• [Data records]:

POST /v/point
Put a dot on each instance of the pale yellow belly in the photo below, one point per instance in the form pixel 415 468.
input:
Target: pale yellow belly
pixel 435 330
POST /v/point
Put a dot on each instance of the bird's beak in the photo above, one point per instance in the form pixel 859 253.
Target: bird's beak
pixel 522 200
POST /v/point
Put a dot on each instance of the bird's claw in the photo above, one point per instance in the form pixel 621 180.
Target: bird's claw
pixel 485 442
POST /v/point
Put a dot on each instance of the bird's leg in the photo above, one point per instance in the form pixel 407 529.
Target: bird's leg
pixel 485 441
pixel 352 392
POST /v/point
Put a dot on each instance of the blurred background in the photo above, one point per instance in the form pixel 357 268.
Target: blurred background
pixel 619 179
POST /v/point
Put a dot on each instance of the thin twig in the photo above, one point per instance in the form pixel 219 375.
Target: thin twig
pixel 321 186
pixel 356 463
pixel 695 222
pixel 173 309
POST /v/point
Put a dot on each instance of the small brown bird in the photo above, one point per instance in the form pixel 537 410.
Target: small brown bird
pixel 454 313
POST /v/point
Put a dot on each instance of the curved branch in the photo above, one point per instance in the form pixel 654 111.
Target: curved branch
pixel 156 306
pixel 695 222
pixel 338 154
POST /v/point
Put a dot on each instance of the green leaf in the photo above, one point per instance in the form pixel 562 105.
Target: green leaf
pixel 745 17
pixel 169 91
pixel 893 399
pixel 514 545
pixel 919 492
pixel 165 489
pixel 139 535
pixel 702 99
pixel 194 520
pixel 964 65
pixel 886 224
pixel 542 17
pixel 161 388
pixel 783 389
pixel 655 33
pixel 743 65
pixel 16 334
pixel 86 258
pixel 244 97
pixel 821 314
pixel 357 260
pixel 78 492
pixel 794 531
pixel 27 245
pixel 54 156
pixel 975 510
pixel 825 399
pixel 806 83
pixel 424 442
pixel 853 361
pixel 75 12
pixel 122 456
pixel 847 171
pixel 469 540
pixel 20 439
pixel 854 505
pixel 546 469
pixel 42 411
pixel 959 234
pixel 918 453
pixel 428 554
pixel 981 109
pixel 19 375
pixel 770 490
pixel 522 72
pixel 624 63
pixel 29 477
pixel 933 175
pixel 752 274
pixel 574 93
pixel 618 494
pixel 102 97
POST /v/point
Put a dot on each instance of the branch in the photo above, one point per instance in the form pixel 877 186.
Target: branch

• [Objective]:
Lay out each line of the records above as a JSON list of strings, with one string per line and blank lines left out.

• [Worked answer]:
[
  "POST /v/point",
  "Put a dot on each instance of the pale yellow belly in the photo below, one point per instance in the form pixel 415 468.",
  "input:",
  "Target: pale yellow belly",
  "pixel 435 330",
  "POST /v/point",
  "Put a dot on each instance of the bird's beak in the photo above, one point per instance in the form pixel 859 253.",
  "Target: bird's beak",
  "pixel 522 200",
  "POST /v/point",
  "Put a dot on each instance of the bird's claw in the photo above, one point per instance in the form pixel 621 180.",
  "Target: bird's claw",
  "pixel 485 442",
  "POST /v/point",
  "Put a dot on each instance of the bird's leg in the photo above, one point per instance in the form pixel 407 529.",
  "Target: bird's leg",
  "pixel 485 441",
  "pixel 352 392",
  "POST /v/point",
  "Put a dot on each instance of the blurred background in the photo above, one point per instance in the form pixel 357 268.",
  "Target: blurred background",
  "pixel 619 179",
  "POST /v/point",
  "Put a dot on each instance of the thin twig in the photo above, one point per instance in the form pixel 219 375.",
  "Target: thin twig",
  "pixel 321 186",
  "pixel 356 463",
  "pixel 695 222",
  "pixel 173 309",
  "POST /v/point",
  "Put a dot on each instance of the small brown bird in the photo above, one point per instance in the form pixel 537 410.",
  "Target: small brown bird",
  "pixel 454 313",
  "POST /v/point",
  "Put a dot on each instance of the curved branch in the photo above, one point per instance in the form pixel 654 111.",
  "Target: curved branch",
  "pixel 156 306",
  "pixel 695 222",
  "pixel 338 154",
  "POST /v/point",
  "Put a dot on each instance of the green leaf in the photo above, one point per instance in the form pixel 562 105.",
  "Target: green leaf",
  "pixel 745 17",
  "pixel 169 91",
  "pixel 893 399",
  "pixel 514 545",
  "pixel 919 492",
  "pixel 165 489",
  "pixel 139 535",
  "pixel 702 99",
  "pixel 194 520",
  "pixel 964 65",
  "pixel 886 224",
  "pixel 542 17",
  "pixel 161 388",
  "pixel 783 389",
  "pixel 655 33",
  "pixel 743 65",
  "pixel 16 334",
  "pixel 86 258",
  "pixel 244 97",
  "pixel 821 314",
  "pixel 357 260",
  "pixel 78 492",
  "pixel 794 531",
  "pixel 27 245",
  "pixel 54 156",
  "pixel 975 510",
  "pixel 825 399",
  "pixel 806 83",
  "pixel 424 442",
  "pixel 853 361",
  "pixel 75 12",
  "pixel 122 456",
  "pixel 847 171",
  "pixel 469 540",
  "pixel 20 439",
  "pixel 854 505",
  "pixel 546 469",
  "pixel 42 411",
  "pixel 959 234",
  "pixel 918 453",
  "pixel 428 554",
  "pixel 981 109",
  "pixel 19 375",
  "pixel 770 490",
  "pixel 522 72",
  "pixel 624 63",
  "pixel 29 477",
  "pixel 933 175",
  "pixel 752 274",
  "pixel 574 93",
  "pixel 618 494",
  "pixel 102 97",
  "POST /v/point",
  "Put a dot on each instance of the branch in the photo above, one point per instance in the form pixel 877 186.",
  "Target: branch"
]